ACTIVITY — Output the data unchanged and complete, minus the images.

Point-per-instance localization data —
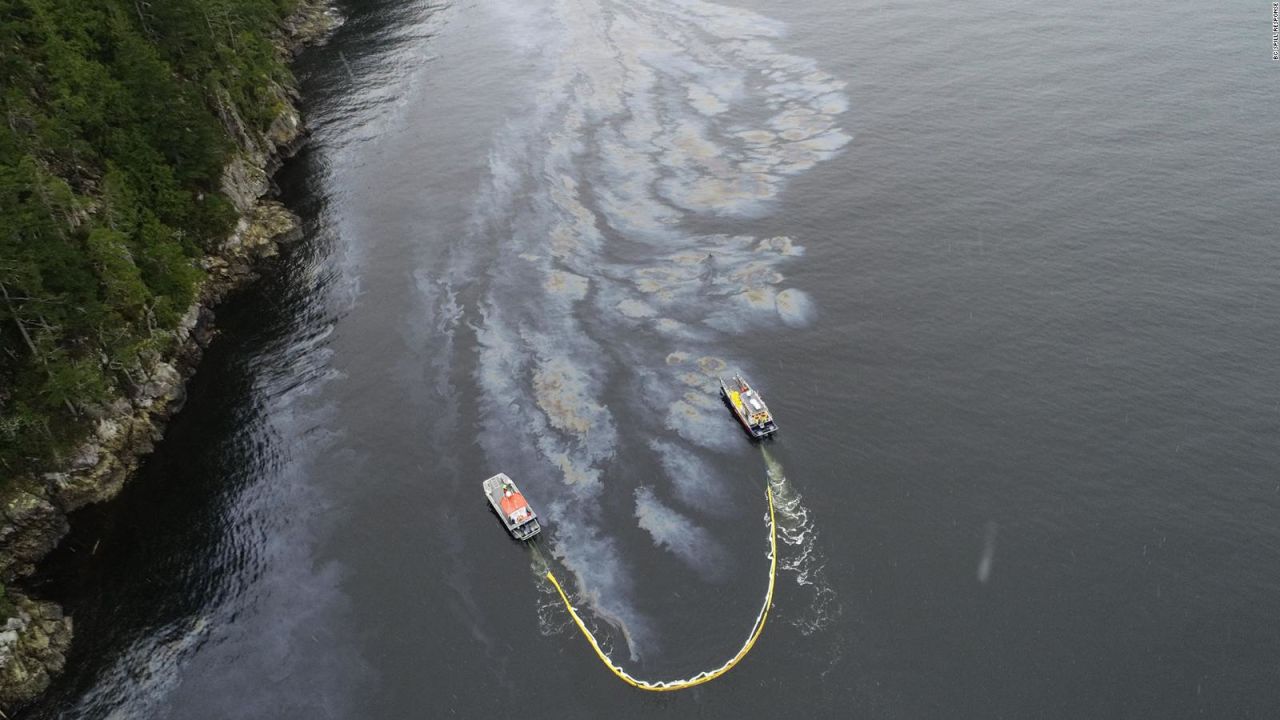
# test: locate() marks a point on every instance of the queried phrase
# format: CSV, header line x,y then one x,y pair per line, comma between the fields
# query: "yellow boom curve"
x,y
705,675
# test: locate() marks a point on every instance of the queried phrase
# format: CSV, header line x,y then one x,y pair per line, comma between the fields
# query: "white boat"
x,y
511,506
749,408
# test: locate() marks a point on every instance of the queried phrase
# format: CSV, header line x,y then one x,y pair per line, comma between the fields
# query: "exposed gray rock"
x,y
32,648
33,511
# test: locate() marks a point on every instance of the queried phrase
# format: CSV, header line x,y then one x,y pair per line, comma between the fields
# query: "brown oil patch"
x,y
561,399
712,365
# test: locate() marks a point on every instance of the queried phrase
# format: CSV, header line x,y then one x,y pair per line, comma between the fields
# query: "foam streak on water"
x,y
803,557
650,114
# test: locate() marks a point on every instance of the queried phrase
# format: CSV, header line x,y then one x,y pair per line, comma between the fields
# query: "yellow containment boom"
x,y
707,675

ANSWER AREA —
# test: locate() marks a point on every instance of the queried phrase
# format: CSV, header line x,y then one x,y pair per line, comma between the fields
# query: "yellow boom curve"
x,y
705,675
# test: locate() marks a point on every instance of the queried phrase
# format: CSV, header line x,y then one x,y pair per line, comma between the fields
# query: "white boat"
x,y
511,506
749,408
# test: locate() marks a point on every instance of the queried phrase
# format: CSV, header line x,y then one x,y pair per line, comma between the fields
# query: "exposed gray rock"
x,y
32,648
33,511
# test: locate() marks a point on every instance of the queried phrase
# format: CSV, header line x,y then one x,y pair per line, comma between the fields
# query: "brown oil patch"
x,y
561,399
712,365
# test: locate() marks a point on every instance of the queried phrase
# format: CSV, header line x,y then one x,y pair per line, comma between the fields
# query: "foam streak on water"
x,y
803,557
650,114
# test: locate() marks a point on every instance of the queried phrase
# format: CSV, header line x,y then one x,y pair per line, comma between the fields
# query: "yellow containment boom"
x,y
707,675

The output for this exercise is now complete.